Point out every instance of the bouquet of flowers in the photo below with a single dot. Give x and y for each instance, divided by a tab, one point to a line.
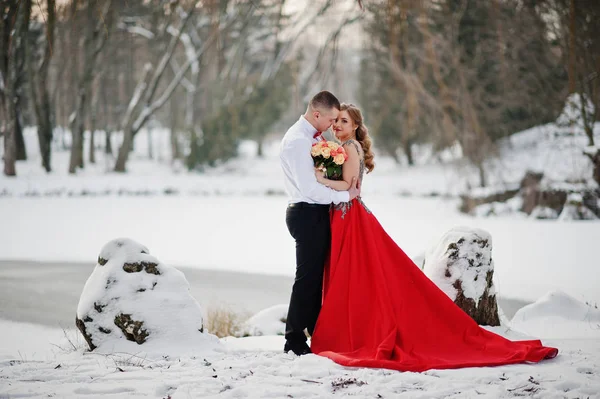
329	157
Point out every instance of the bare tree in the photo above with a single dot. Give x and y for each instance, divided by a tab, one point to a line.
14	24
146	99
96	35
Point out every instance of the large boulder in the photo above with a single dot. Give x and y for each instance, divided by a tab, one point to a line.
270	321
461	265
133	299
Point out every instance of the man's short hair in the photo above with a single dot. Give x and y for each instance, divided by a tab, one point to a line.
325	100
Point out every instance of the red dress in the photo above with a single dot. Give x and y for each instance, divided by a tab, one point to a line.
380	310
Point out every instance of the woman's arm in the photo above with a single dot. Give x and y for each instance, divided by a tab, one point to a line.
350	169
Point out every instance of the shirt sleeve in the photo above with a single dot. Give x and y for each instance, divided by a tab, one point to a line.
297	153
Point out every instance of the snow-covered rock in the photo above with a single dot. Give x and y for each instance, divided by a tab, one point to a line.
558	315
543	212
461	265
270	321
131	299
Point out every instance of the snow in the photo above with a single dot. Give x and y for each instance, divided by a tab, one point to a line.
267	322
232	218
161	301
558	315
472	277
255	367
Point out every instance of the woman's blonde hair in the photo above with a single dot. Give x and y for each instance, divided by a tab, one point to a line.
362	133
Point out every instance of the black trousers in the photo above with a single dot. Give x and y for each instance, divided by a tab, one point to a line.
310	227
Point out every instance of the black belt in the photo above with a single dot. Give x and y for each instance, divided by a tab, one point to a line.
306	205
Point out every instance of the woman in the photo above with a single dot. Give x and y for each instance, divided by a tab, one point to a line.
379	309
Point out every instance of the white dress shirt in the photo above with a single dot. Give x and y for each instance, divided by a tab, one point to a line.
301	185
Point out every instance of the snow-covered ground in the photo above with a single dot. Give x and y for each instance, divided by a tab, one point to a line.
40	362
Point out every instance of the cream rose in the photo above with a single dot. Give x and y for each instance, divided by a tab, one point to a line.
339	159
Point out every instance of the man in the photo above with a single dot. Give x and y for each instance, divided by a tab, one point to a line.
307	216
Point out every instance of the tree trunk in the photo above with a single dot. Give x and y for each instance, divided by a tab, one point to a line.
482	180
261	152
94	41
14	26
20	140
38	83
571	67
409	153
175	151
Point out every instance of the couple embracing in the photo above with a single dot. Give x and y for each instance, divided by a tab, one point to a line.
359	296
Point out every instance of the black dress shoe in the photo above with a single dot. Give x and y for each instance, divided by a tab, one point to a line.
299	349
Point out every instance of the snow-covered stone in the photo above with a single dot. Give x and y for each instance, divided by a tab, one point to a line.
575	209
543	212
270	321
461	265
131	299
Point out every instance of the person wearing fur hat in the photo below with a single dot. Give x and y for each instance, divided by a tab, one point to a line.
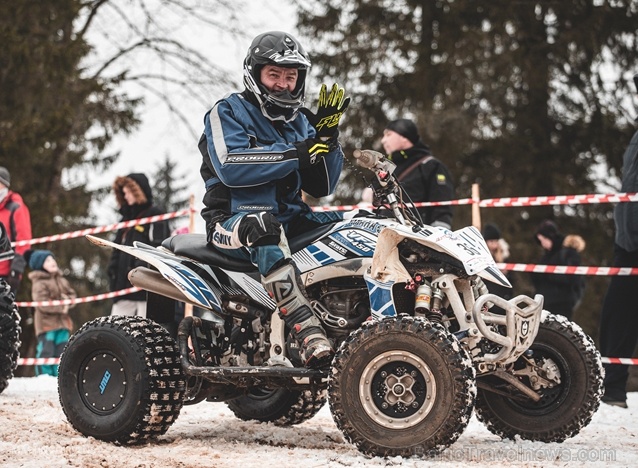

________________

Mettez en forme toutes les lignes des items ci-dessus sous la forme d'une liste JSON de chaînes, à raison d'une chaîne par ligne et sans les lignes vides. N'incluez pas les images dans la réponse.

[
  "Point out every instance of the bouquet of flowers in the photo below with a single dot. Give x and y for each instance, divided by a tab, one point to a line.",
  "329\t157",
  "Point out every instance of the bare tree in the photo above with a single dot. Give x and y for each instance, divided by a tab, one point to a line.",
  "14\t24",
  "146\t99",
  "96\t35",
  "Point out every instance of the large boulder in the photo above with a single dot. Give x and y for each instance, divided by a tab, one point to a line.",
  "270\t321",
  "461\t265",
  "133\t299",
  "Point out every instance of the man's short hair in the photo above with a single dot. Give x and y for each instance, divided by a tab, one point to a line.",
  "325\t100",
  "Point out every instance of the red dress in the photo above with a single dot. Give x and y for each instance, divided by a tab, one point to a line.",
  "380\t310",
  "Point out every instance of the woman's arm in the photo above with a single dot. Give x and y for each instance, divided by a tab, one point to a line.",
  "350\t169",
  "Point out every instance of the shirt sleeve in the photo above with a single dot. Give x and y for each instance, divided by a tab, one point to a line.",
  "297\t153",
  "Point out every instance of the snow-covered rock in the photo above with a single dot. Give x and y for each instance, divided by a tab, one point to a line.",
  "558\t315",
  "543\t212",
  "461\t265",
  "270\t321",
  "131\t299",
  "Point out every instance of the snow in the photo above with a single dot. Give x and y for each instance, divided by a tab, one point to a line.",
  "267\t322",
  "232\t218",
  "161\t301",
  "558\t315",
  "472\t277",
  "255\t367",
  "Point out every instance of the woman's blonde hair in the photo above with a single dot. Give x and y for each instance, divided by a tab, one point to a line.",
  "362\t133",
  "Point out every instance of the black trousers in the photo above with a single dot. Give x and y for each instance, divided by a tab, one point to a line.",
  "310\t227",
  "Point out every instance of the black belt in the photo above with a single dot. Give x and y for each instance, divided by a tab, one point to a line.",
  "306\t205",
  "Point out every instance of the woman in the photo above with a single dot. Give x and y for each instance, divided by a tab, one point to a line.",
  "379\t309",
  "Point out every instance of the white dress shirt in the photo above with a single dot. Give x and y for each instance, divided by a tab, one point to a line.",
  "301\t185",
  "Point out every instance of the snow-covered ground in the photo above with a single dot. Give x and y for each instance, divided by a tab, one point to a line.",
  "40\t362",
  "Point out every instance of the cream rose in the photo above with a single dot. Give x and y for each instance, divided by a tab, one point to a line.",
  "339\t159",
  "Point out every instance of the man in the photo above with a single dot. Give x and y for each instance, divided by a tab, one point to a line.",
  "307\t216",
  "Point out every instance of the tree trunk in the photo above with a single dot. Give x and y for each instance, divided by a tab, one point to a line.",
  "482\t180",
  "261\t152",
  "94\t41",
  "14\t26",
  "20\t140",
  "38\t83",
  "571\t67",
  "409\t153",
  "175\t151",
  "Point out every instance of the couple embracing in the photo above with a single dot. Give x and y for each instance, divided by a tab, one point to a line.",
  "359\t296",
  "Point out every instance of the black dress shoe in the photo above with a single dot. Give x and y for each instance, divided by a tab, one point to a line.",
  "299\t349",
  "Point out every instance of the snow-covered stone in the photo above with a single dot. Give x and y for each instance, divided by a tab, one point to a line.",
  "575\t209",
  "543\t212",
  "270\t321",
  "461\t265",
  "131\t299",
  "Point out every instance of the person wearing fur hat in the photo below with a single dot. Give x and y for each instance, divided by a tab, one point to a line."
]